═════ Records shown ═════
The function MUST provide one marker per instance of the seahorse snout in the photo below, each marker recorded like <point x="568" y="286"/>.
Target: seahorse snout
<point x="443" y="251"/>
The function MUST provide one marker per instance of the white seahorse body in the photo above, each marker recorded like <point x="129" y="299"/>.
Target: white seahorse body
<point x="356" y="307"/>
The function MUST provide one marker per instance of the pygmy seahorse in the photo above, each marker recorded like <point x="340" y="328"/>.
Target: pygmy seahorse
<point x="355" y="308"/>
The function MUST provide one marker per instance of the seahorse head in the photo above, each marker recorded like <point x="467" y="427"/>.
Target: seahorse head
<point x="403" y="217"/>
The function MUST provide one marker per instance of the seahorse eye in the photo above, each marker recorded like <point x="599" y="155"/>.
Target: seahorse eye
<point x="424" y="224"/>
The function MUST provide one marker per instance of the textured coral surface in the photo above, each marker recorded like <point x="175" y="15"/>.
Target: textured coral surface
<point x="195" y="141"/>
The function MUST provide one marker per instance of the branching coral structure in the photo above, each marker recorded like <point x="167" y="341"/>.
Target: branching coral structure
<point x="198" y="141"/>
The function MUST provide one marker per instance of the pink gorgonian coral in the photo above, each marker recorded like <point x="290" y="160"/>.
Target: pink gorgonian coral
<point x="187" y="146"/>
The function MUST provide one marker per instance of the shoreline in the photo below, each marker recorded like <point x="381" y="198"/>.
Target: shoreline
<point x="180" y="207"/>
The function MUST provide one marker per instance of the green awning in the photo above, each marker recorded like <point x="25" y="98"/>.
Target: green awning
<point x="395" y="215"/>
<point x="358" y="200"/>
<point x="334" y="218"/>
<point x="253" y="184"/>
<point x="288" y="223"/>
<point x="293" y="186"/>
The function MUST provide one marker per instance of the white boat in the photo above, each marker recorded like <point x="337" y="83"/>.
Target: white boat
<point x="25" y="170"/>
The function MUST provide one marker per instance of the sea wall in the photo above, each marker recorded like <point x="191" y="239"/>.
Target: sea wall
═════
Could you please repeat the data exactly as given?

Answer space -
The function MUST provide one marker per instance of the seahorse snout in the photo below, each marker recorded like <point x="568" y="286"/>.
Target: seahorse snout
<point x="443" y="251"/>
The function MUST provide one marker per instance of the white seahorse body in the photo above, each marker recorded like <point x="129" y="299"/>.
Target: white seahorse body
<point x="356" y="307"/>
The function MUST provide one marker per instance of the pygmy seahorse in the photo above, each marker recorded like <point x="340" y="328"/>.
Target: pygmy seahorse
<point x="355" y="308"/>
The function MUST provide one marker per instance of the seahorse head in the photo above, each marker recorded like <point x="467" y="427"/>.
Target: seahorse head
<point x="403" y="217"/>
The function MUST provide one marker per instance of the seahorse eye in the photo above, each marker recorded like <point x="599" y="155"/>.
Target: seahorse eye
<point x="424" y="224"/>
The function MUST provide one marker per instance of the textured coral surface in the photo above, each marker recorded like <point x="175" y="15"/>.
Target: textured coral surface
<point x="195" y="141"/>
The function MUST provide one marker per instance of the branching coral structure in the photo above, each marker recorded like <point x="167" y="341"/>.
Target: branching coral structure
<point x="198" y="141"/>
The function MUST provide one marker per instance of the pink gorgonian coral in the photo above, each marker recorded like <point x="290" y="160"/>.
Target: pink gorgonian coral
<point x="187" y="146"/>
The function MUST provide one marker per instance of the shoreline in the photo below, each marker recorded like <point x="381" y="198"/>.
Target: shoreline
<point x="180" y="207"/>
The function MUST provide one marker per instance of the green awning in the photo above, each marker recorded like <point x="25" y="98"/>.
Target: green awning
<point x="395" y="215"/>
<point x="358" y="200"/>
<point x="334" y="218"/>
<point x="253" y="184"/>
<point x="288" y="223"/>
<point x="293" y="186"/>
The function MUST provide one marker per instance of the white boat in the photo above, each marker recorded like <point x="337" y="83"/>.
Target: white boat
<point x="25" y="170"/>
The function MUST provide one marker per instance of the sea wall in the photo above, each marker recorded like <point x="191" y="239"/>.
Target: sea wall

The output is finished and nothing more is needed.